Prompt 1.
List every username that posted in the wildflower thread on May 16, 2007.
Prompt 2.
Write out, word for word, the part of the wildflower thread from "Well, the Cyp." up to and including "Trillium hybrid.".

Source.
..............................
# NE Wild Flower Society - latest photo installment



## Heather (May 15, 2007)

Well, the Cyp. parviflorum var. pubescens are in bloom...along with a few other plants. Need to take the time to research the "famed" ladyslipper trail and find out just how many ladyslippers there are up there....Stay tuned. Even w/out the Cyps there are some cool things blooming. 

I find it amusing how many staff members I run into just wandering around w/ their cameras. As one of the horticulture staff said to me today -"best office in the world."  
I swear, sometimes the signs just show up later....the trilliium cuneatum signs all showed up out of nowhere today. I think our hort staff just hadn't gotten them out yet. This first clump is just outside my office door. *faint* Who knew?!?!






Trillium hybrid. 





pubescens again...





Bottle Brush bush - latin name? Anyone?





a native rhody.





No idea what this is, and it is white which means it sucks to photograph. Any thoughts? Very cute tho!


----------



## Heather (May 15, 2007)

Sorry, Ki. 

I wasn't finished yet. oke:


----------



## MoreWater (May 15, 2007)

wow! that's quite a clump! and right outside your office, no less. I was thinking we're lucky this year as they actually planted a fern outside our entrance. *sigh*


----------



## MoreWater (May 15, 2007)

Heather said:


> Sorry, Ki.
> 
> I wasn't finished yet. oke:


I waited! Honest, I did. I held my breath and counted to 60 . . . and then I just had to poke oke:

That last one is funny. Looking at the foliage, I'd never imagine it to have daisy-like flowers.....


----------



## Ron-NY (May 15, 2007)

want to switch jobs...very cool place to work Heather!!


----------



## NYEric (May 16, 2007)

Thanx for posting.


----------



## cdub (May 16, 2007)

If I'm seeing correctly, the last photo is _Hydrastis canadensis_, goldenseal. A member of _Ranunculaceae_, buttercup family. Not sure about that white-flowered shrub.


----------



## fundulopanchax (May 16, 2007)

Very nice, Heather!

Garden in the Woods has the nicest goldenseal around and some of the nicest Cyps. 

Ron Burch


----------



## SlipperFan (May 16, 2007)

Beautiful area to work in!


----------



## Barbara (May 16, 2007)

Beautiful shots Heather, love the slipper, I got a tiny piece last year, that has a flower coming on it, can't wait for that! The Bottle Bush, aka Fothergillia major or gardenii (not sure which), a very nice shrub. I just got 'Mt. Airy' last fall, about to plant out now that it's safe to do so. I love the fall colour on these guys. My red trilliums are flowering too now, but it's not as impressive this year for some reason, the weather I guess.


----------



## Marco (May 16, 2007)

great photos Heather. Your company have any openings?


----------
..............................
Data.
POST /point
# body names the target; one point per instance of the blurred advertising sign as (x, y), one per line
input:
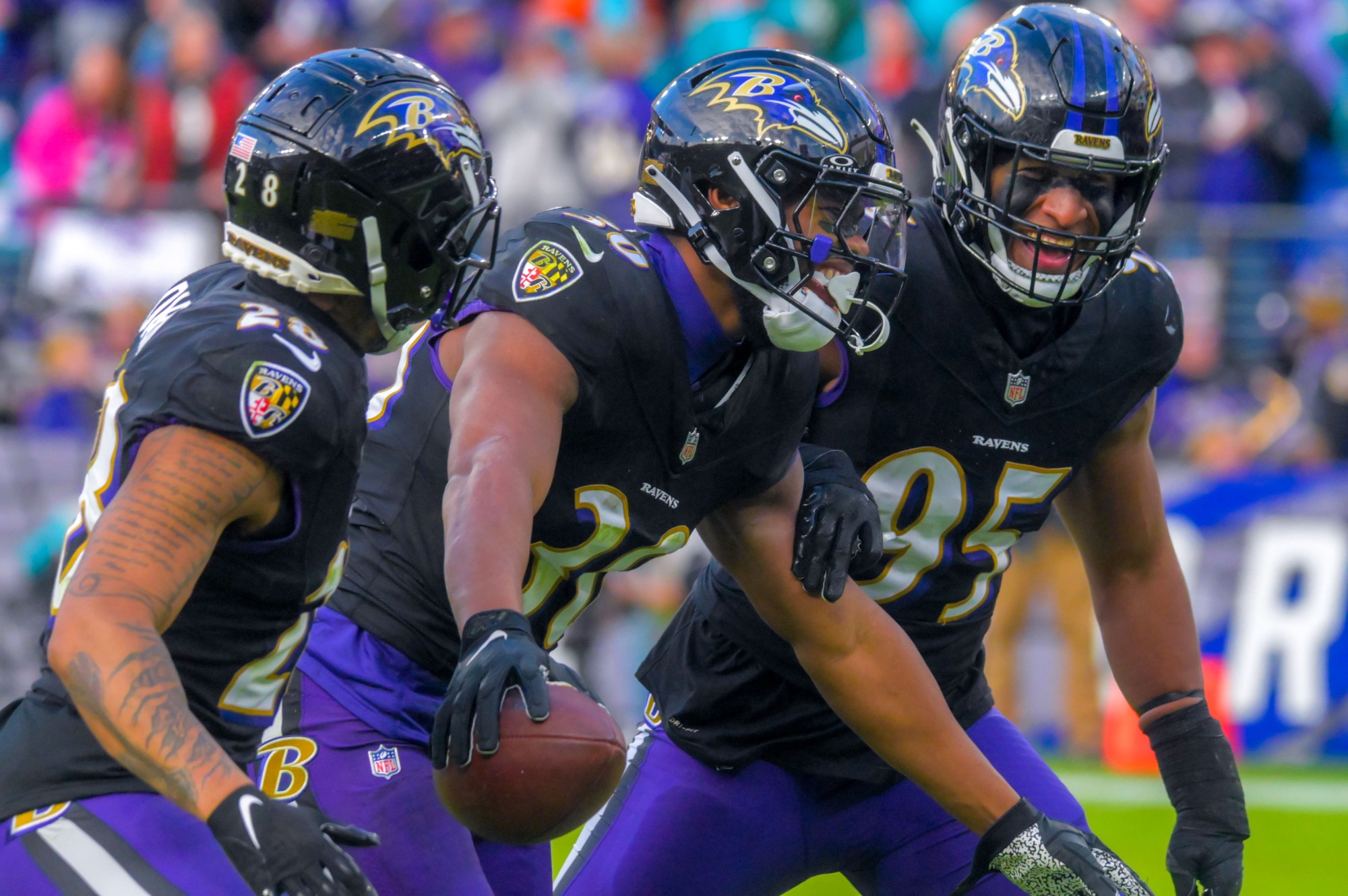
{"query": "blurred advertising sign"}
(1266, 557)
(84, 259)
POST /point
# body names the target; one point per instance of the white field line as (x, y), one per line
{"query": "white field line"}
(1126, 790)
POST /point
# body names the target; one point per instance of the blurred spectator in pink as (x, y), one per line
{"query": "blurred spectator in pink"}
(188, 115)
(79, 145)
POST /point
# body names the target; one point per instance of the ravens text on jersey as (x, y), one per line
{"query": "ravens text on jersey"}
(644, 456)
(964, 445)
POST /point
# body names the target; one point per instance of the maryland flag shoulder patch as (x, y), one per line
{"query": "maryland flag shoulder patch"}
(545, 270)
(273, 398)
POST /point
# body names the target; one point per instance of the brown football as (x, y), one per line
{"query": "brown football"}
(547, 778)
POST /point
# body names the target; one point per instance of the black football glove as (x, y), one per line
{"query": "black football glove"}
(499, 653)
(838, 529)
(289, 850)
(1199, 769)
(1049, 859)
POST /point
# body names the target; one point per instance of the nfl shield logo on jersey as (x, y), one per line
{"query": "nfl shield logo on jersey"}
(384, 762)
(1018, 389)
(690, 447)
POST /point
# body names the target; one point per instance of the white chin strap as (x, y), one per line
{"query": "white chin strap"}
(788, 325)
(378, 297)
(278, 263)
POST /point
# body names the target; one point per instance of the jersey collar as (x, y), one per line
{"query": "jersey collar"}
(703, 335)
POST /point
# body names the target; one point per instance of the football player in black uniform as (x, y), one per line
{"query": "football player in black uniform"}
(214, 518)
(1021, 371)
(607, 393)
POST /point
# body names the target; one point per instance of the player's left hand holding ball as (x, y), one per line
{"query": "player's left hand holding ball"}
(838, 529)
(290, 851)
(1045, 858)
(498, 653)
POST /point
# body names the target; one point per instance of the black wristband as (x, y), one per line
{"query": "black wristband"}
(1006, 829)
(479, 626)
(1199, 770)
(1169, 697)
(828, 467)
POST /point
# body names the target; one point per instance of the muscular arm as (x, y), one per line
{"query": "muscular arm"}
(1118, 519)
(862, 662)
(140, 567)
(512, 390)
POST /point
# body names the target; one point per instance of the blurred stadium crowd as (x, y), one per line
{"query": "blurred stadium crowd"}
(117, 117)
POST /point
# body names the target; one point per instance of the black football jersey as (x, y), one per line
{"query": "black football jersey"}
(964, 445)
(644, 455)
(284, 382)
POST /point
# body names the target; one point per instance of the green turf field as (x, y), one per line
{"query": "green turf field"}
(1299, 819)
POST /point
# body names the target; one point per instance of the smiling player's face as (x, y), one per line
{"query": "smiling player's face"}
(1053, 197)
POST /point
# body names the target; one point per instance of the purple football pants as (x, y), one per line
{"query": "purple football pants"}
(327, 757)
(677, 828)
(117, 845)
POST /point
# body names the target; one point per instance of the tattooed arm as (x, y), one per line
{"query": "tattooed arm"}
(140, 567)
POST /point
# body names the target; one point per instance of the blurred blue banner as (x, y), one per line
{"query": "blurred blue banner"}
(1266, 557)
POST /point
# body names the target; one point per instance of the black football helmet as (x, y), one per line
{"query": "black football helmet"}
(1060, 86)
(787, 137)
(363, 173)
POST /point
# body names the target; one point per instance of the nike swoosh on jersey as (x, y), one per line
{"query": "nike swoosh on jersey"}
(246, 806)
(312, 359)
(594, 258)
..............................
Problem solution 1.
NYEric
cdub
fundulopanchax
SlipperFan
Barbara
Marco

Problem solution 2.
Well, the Cyp. parviflorum var. pubescens are in bloom...along with a few other plants. Need to take the time to research the "famed" ladyslipper trail and find out just how many ladyslippers there are up there....Stay tuned. Even w/out the Cyps there are some cool things blooming. 

I find it amusing how many staff members I run into just wandering around w/ their cameras. As one of the horticulture staff said to me today -"best office in the world."  
I swear, sometimes the signs just show up later....the trilliium cuneatum signs all showed up out of nowhere today. I think our hort staff just hadn't gotten them out yet. This first clump is just outside my office door. *faint* Who knew?!?!






Trillium hybrid.